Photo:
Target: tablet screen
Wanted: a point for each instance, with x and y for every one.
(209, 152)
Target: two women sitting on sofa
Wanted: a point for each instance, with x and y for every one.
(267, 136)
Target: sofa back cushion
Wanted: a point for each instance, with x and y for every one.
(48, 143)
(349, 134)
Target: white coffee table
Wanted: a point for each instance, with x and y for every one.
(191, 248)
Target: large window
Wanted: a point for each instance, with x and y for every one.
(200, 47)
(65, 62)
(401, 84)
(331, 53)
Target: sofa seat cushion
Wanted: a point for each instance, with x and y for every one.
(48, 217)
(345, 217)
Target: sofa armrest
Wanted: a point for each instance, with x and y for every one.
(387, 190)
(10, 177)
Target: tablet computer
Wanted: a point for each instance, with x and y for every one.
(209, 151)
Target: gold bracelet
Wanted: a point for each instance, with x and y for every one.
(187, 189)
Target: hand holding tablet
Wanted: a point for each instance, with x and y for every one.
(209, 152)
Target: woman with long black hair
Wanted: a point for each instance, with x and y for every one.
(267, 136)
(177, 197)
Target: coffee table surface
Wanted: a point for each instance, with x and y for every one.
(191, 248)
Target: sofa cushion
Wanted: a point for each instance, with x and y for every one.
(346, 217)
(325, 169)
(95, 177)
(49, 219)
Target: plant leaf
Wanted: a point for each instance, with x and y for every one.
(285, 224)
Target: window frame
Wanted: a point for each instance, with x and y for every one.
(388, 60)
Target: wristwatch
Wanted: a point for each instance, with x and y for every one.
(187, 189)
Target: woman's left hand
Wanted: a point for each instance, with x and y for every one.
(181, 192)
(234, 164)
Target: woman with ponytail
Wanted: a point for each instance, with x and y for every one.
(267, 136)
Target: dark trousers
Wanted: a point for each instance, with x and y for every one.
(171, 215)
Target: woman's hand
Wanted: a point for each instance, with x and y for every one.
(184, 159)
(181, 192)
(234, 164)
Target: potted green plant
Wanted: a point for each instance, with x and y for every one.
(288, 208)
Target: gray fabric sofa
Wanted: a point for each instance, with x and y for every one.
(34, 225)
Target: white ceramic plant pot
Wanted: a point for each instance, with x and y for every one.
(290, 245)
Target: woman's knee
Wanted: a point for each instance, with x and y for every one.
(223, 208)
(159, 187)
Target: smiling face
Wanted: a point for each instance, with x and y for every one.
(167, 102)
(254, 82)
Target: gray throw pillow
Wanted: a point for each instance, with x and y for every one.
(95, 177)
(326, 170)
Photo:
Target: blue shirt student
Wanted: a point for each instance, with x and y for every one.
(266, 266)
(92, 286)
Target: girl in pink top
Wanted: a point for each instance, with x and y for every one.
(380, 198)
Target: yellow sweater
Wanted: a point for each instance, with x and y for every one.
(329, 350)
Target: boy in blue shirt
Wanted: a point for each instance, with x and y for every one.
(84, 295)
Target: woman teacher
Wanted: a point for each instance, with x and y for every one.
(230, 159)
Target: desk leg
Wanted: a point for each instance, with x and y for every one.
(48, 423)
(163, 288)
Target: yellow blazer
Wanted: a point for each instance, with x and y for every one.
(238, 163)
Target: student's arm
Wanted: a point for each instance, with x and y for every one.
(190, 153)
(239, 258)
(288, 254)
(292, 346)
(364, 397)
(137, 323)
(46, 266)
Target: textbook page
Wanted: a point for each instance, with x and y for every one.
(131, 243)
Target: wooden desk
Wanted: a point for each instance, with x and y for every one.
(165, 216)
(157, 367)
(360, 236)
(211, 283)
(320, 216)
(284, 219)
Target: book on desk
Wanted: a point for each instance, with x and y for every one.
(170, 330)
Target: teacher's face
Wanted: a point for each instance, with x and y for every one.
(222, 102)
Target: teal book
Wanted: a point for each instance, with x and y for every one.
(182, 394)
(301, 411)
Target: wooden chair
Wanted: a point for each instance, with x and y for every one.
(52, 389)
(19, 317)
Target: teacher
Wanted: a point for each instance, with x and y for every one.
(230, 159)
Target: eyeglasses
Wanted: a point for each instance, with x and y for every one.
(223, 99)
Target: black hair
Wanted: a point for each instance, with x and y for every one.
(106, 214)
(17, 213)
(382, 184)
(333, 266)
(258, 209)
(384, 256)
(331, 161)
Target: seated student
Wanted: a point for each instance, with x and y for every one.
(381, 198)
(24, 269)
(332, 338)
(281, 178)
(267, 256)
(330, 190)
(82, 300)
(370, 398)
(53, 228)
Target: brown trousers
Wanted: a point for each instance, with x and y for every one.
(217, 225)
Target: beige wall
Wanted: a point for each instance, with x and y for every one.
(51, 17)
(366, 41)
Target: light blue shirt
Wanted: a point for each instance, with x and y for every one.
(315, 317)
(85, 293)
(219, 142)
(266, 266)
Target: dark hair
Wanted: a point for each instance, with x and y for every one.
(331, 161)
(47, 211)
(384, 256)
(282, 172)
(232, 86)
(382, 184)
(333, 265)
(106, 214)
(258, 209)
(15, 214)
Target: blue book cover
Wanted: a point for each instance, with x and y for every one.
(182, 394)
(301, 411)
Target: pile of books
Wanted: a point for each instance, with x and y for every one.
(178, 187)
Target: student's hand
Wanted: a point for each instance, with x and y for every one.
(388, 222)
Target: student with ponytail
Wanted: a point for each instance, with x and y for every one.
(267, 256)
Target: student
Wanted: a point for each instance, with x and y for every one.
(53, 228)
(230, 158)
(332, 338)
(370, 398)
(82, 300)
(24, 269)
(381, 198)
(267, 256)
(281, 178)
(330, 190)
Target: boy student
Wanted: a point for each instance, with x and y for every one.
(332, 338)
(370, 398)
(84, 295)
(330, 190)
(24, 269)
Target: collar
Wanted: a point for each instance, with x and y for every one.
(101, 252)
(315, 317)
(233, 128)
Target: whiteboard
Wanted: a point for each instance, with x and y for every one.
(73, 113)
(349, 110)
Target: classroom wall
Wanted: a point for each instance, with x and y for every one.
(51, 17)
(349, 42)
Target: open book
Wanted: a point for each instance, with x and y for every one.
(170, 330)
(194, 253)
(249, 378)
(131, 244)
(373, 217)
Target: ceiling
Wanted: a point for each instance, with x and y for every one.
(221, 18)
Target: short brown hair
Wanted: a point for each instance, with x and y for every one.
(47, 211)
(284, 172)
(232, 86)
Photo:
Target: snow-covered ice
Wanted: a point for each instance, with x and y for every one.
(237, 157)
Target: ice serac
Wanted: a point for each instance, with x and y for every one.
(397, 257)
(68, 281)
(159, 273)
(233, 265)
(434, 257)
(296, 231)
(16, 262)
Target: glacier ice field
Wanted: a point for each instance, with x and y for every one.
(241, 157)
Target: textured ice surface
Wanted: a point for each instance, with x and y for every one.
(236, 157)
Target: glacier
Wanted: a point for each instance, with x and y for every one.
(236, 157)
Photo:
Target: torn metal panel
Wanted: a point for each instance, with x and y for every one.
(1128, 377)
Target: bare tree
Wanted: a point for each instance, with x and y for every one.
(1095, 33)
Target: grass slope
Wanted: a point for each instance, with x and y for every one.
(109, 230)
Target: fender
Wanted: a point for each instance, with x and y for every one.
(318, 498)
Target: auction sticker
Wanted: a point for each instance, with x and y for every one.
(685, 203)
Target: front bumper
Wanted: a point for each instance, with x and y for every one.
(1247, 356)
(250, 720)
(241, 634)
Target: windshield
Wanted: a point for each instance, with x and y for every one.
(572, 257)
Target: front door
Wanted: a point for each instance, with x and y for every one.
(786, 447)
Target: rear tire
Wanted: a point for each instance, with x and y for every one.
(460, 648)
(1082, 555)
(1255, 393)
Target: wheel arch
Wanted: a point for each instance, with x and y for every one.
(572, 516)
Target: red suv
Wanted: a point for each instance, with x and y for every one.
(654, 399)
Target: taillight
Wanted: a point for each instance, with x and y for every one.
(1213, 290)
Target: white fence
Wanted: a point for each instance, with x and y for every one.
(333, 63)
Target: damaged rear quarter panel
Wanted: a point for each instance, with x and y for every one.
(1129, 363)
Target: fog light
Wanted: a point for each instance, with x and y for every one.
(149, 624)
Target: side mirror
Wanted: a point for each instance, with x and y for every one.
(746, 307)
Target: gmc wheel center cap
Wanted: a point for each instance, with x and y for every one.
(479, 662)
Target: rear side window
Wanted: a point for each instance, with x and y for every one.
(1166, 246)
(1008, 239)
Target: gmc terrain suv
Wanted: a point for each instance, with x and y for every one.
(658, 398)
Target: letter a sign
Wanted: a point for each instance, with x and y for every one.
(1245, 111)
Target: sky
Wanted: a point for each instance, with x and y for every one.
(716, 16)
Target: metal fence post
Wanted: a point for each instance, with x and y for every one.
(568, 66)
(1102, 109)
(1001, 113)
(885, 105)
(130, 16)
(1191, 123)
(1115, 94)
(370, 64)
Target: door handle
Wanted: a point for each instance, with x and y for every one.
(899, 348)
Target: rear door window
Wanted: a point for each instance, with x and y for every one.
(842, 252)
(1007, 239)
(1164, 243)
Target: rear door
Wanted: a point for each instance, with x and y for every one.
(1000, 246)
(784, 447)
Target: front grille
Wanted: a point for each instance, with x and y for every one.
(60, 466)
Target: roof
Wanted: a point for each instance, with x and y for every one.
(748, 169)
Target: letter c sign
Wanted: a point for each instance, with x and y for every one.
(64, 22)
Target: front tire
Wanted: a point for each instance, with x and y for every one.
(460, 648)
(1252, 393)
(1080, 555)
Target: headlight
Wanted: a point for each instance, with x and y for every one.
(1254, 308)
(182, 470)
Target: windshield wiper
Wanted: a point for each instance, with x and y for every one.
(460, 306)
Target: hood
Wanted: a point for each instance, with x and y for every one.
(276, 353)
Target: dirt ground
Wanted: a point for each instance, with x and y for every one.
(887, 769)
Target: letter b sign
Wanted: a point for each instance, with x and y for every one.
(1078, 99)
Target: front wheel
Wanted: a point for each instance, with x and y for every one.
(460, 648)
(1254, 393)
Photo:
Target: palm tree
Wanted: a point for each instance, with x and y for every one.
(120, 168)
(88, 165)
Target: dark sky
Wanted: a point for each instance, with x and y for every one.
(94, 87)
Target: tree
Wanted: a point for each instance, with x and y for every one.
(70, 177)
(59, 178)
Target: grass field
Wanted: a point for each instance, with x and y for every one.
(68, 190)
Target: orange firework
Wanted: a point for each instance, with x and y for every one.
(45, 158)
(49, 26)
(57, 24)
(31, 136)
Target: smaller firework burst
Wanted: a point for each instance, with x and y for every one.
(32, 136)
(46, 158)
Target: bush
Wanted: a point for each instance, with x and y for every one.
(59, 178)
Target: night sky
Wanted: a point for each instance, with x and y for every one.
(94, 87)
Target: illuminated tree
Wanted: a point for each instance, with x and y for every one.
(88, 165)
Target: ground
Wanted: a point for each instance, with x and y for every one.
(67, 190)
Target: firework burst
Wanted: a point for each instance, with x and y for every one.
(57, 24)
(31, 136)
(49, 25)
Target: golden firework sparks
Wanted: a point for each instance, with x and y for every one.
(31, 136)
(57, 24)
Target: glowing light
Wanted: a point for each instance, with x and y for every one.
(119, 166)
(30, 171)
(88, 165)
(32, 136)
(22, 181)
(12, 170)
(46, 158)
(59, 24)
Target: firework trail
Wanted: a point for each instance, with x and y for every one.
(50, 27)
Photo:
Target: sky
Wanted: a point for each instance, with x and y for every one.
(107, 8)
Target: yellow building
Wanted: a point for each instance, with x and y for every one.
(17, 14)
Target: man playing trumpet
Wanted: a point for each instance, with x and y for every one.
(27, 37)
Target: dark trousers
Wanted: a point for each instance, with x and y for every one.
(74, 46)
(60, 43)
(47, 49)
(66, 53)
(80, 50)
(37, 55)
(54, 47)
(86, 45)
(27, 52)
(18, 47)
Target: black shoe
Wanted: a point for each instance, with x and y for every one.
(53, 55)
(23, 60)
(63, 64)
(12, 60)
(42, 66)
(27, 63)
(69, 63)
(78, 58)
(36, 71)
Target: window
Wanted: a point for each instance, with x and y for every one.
+--
EXERCISE REQUIREMENTS — Output, unchanged, the lines of the listing above from the first one through the one holding "Target: large window". Leave out every line after it.

WRITTEN ANSWER —
Photo:
Target: tablet screen
Wanted: a point for each instance, with x and y for every one.
(209, 152)
Target: two women sitting on sofa
Wanted: a point for each instance, with x and y for every one.
(267, 136)
Target: sofa back cushion
Wanted: a point for each instance, with x and y for every one.
(48, 143)
(349, 134)
Target: white coffee table
Wanted: a point for each instance, with x and y for every one.
(191, 248)
Target: large window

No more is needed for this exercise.